**EXCERPT:**
::::::

Zeleznikar: State spending choices could raise local tax burdens
St. Paul’s budget choices are showing up in Lake County’s tax pressure. Zeleznikar says the cost lands on schools, cities, and homeowners when state promises outrun funding.

Budget swings that changed the argument
St. Paul’s budget choices have a way of reaching Lake County through school levies, city taxes, and county budgets. Rep. Natalie Zeleznikar’s warning is that the state has been spending as if the good times will last forever, even as the budget picture has shifted sharply in a short span.
That matters because the numbers have not stayed still. Minnesota Management and Budget described the surplus as $17.5 billion in February 2023, then projected a $2.4 billion surplus for fiscal year 2024-25 in November 2023, and later projected a $3.7 billion budget balance for fiscal year 2026-27 in February 2026. For local governments, that kind of swing is more than a Capitol statistic: it is the difference between a state that can help pay for mandates and a state that leaves counties, cities, and schools to cover the gap.
Zeleznikar’s column is aimed at House District 3B, which includes Two Harbors, Hermantown, Proctor, Gary-New Duluth, Rice Lake, and surrounding townships. That gives the argument a direct North Shore audience, especially in communities where property taxes, municipal utility bills, and school budgets are already under pressure.
The spending choices she says are driving the bill
Her critique centers on a list of state decisions that she says were sold as investments but may function as long-term obligations. She points to a new State Office Building in St. Paul, the proposed Northern Lights Express train to Duluth, universal free meals for K-12 students, summer unemployment benefits for school employees, paid family leave, a large non-profit grant program, and the creation of a new Department of Cannabis.
Taken together, those items are not just a snapshot of spending. They represent the kind of policy architecture that can keep generating costs long after the initial debate fades. That is the core of Zeleznikar’s warning: once a benefit becomes a program, the next budget has to keep funding it or local taxpayers may be asked to pick up the slack.

::::::

**MATERIAL SHOWN:**
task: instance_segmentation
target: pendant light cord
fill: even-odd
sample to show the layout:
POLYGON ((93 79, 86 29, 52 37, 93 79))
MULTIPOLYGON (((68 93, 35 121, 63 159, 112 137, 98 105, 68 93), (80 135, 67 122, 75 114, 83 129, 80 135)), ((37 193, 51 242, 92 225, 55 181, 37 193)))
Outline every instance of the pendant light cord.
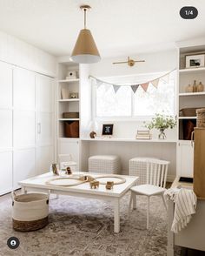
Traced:
POLYGON ((84 9, 84 29, 86 29, 86 9, 84 9))

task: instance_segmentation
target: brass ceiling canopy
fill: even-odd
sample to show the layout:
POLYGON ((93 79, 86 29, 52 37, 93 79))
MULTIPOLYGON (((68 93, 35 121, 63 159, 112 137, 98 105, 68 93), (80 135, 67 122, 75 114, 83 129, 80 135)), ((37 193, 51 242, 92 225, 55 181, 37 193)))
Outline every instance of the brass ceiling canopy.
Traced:
POLYGON ((128 57, 128 60, 127 61, 120 61, 120 62, 114 62, 113 64, 127 64, 129 67, 132 67, 135 65, 135 64, 136 62, 145 62, 145 60, 134 60, 129 58, 129 57, 128 57))
POLYGON ((101 60, 101 57, 90 30, 86 28, 86 11, 91 7, 82 5, 80 9, 84 11, 84 29, 78 35, 70 59, 79 64, 96 63, 101 60))

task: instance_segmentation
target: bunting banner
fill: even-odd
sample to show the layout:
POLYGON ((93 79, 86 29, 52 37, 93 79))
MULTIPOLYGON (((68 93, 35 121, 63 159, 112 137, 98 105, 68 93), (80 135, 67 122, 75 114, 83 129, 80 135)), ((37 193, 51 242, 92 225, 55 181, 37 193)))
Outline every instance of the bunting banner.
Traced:
POLYGON ((157 78, 155 80, 151 81, 150 83, 152 84, 153 86, 155 86, 155 88, 157 88, 158 87, 158 84, 159 84, 159 82, 160 82, 160 79, 157 78))
POLYGON ((105 82, 102 80, 100 80, 93 76, 89 76, 89 77, 91 79, 94 79, 96 81, 96 87, 99 88, 100 86, 102 86, 103 84, 104 88, 105 88, 105 91, 108 91, 109 90, 109 88, 112 86, 113 90, 115 91, 115 93, 117 93, 118 90, 122 87, 122 86, 129 86, 130 89, 132 90, 133 93, 136 93, 136 91, 138 90, 139 87, 141 87, 144 92, 146 92, 149 89, 149 84, 152 84, 152 86, 154 86, 155 89, 158 88, 160 80, 163 81, 163 83, 168 84, 169 81, 169 74, 173 71, 175 71, 176 69, 172 70, 171 71, 161 76, 160 77, 156 77, 153 80, 150 81, 145 81, 142 84, 112 84, 109 82, 105 82))
POLYGON ((113 84, 113 89, 114 89, 115 92, 116 93, 116 91, 120 89, 120 86, 113 84))
POLYGON ((141 84, 141 87, 143 89, 144 91, 147 91, 149 84, 149 83, 144 83, 141 84))
POLYGON ((131 85, 132 91, 134 93, 136 93, 136 90, 138 89, 139 86, 140 86, 140 84, 131 85))
POLYGON ((99 81, 96 84, 97 88, 99 88, 103 84, 102 81, 99 81))

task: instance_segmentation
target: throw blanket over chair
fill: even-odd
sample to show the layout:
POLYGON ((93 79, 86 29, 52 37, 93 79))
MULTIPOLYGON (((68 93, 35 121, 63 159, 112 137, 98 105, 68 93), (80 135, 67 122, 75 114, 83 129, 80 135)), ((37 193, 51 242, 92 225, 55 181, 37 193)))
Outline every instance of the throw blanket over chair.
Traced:
POLYGON ((131 212, 132 204, 133 208, 136 209, 136 196, 144 195, 148 197, 148 209, 147 209, 147 228, 149 228, 149 199, 151 196, 162 196, 164 206, 167 210, 167 205, 163 197, 166 191, 166 181, 168 174, 168 165, 169 162, 150 159, 147 162, 147 182, 145 185, 135 185, 131 187, 131 196, 129 205, 129 212, 131 212))

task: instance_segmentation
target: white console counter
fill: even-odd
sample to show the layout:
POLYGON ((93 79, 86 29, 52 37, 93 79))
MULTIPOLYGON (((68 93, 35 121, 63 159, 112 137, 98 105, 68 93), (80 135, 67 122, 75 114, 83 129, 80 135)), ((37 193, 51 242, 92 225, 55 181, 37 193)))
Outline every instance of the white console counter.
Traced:
POLYGON ((122 174, 129 174, 132 158, 149 157, 170 161, 168 180, 173 181, 176 172, 176 139, 136 139, 98 137, 81 138, 81 170, 88 170, 88 158, 93 155, 117 155, 121 158, 122 174))

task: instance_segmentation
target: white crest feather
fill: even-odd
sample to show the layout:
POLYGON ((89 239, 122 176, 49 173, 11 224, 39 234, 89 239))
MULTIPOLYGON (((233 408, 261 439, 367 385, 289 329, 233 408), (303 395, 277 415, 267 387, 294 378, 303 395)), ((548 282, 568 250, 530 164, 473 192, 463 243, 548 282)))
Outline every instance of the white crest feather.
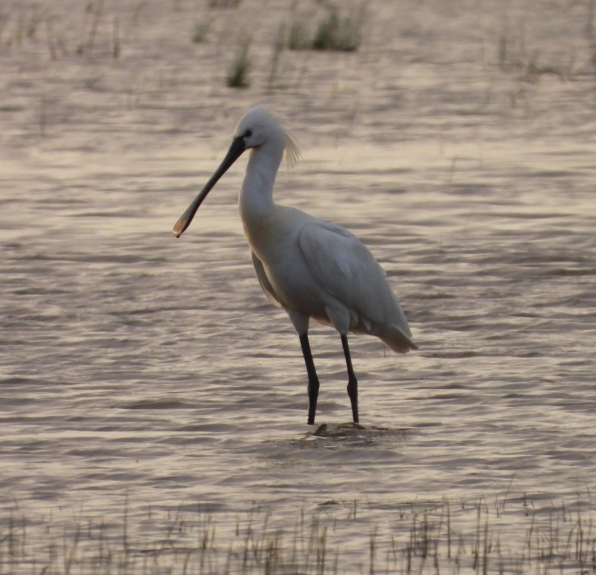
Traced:
POLYGON ((287 130, 284 128, 284 141, 285 142, 285 148, 284 150, 284 160, 285 163, 285 172, 287 173, 294 169, 298 161, 299 158, 302 157, 296 139, 287 130))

::::::

**REQUIRED TASK A:**
In the article on state spending and local tax burdens, what surplus did Minnesota Management and Budget project for fiscal year 2024-25 in November 2023?
**REQUIRED TASK B:**
Go on with the article on state spending choices and local tax burdens, picking up right after its final sentence.

**EXERCISE OUTPUT A:**
A $2.4 billion surplus.

**EXERCISE OUTPUT B:**
The most direct pressure point for Lake County is how these state decisions interact with local property taxes. County boards, city councils, and school boards still rely heavily on the local levy to fund core services. When the state creates new expectations without fully covering them, the practical choice often becomes higher taxes or fewer services.

Where the numbers support her case
Several of the programs Zeleznikar highlights do create recurring obligations, and the state’s own materials back that up.
Minnesota’s universal no-cost school meals law took effect July 1, 2023, and guarantees a free breakfast and lunch every school day for K-12 students. The Legislature appropriated nearly $450 million in state aid for the 2024-25 biennium, and the Minnesota Department of Education says the program is available in school districts, charter schools, and nonpublic schools across the state. That is a clear example of a permanent state commitment, not a one-time surplus use.
The same is true, in different form, for summer unemployment coverage for school workers. The 2023 Legislature appropriated $135 million to reimburse districts for summer unemployment insurance for hourly school employees. Legislative materials now say that money covered the 2023 and 2024 summer claims and will only partially cover 2025, which means districts could face new pressure unless additional appropriations follow. Zeleznikar’s concern that state mandates can spill into local budgets is hard to dismiss here, because the program’s funding is already not fully matched to its future cost.
Paid leave also fits her larger argument about permanent obligations. Minnesota Paid Leave begins January 1, 2026, is administered by the Department of Employment and Economic Development, and provides paid, job-protected time off for bonding with a new child or caring for a family member. Supporters see it as a worker protection. Critics see a new statewide commitment that will require ongoing administration and financing.
Cannabis legalization adds another layer. Minnesota’s 2023 law made the state the 23rd to legalize adult-use cannabis and created the Office of Cannabis Management to license, inspect, and regulate the industry. It also established a social-equity framework and grants and loans for people entering the market. Even if the policy goal is to build a legal market, the state is also building a new bureaucracy to run it.
The rail proposal she cites is similarly large in scale. The Northern Lights Express would be a 152-mile passenger line between Minneapolis-St. Paul and Duluth, with full project costs estimated at up to $974 million. Earlier reporting tied the project to nearly $800 million in federal funding and railroad cooperation. That is the sort of megaproject that can sound distant in St. Paul, but for taxpayers it represents a major commitment of public dollars.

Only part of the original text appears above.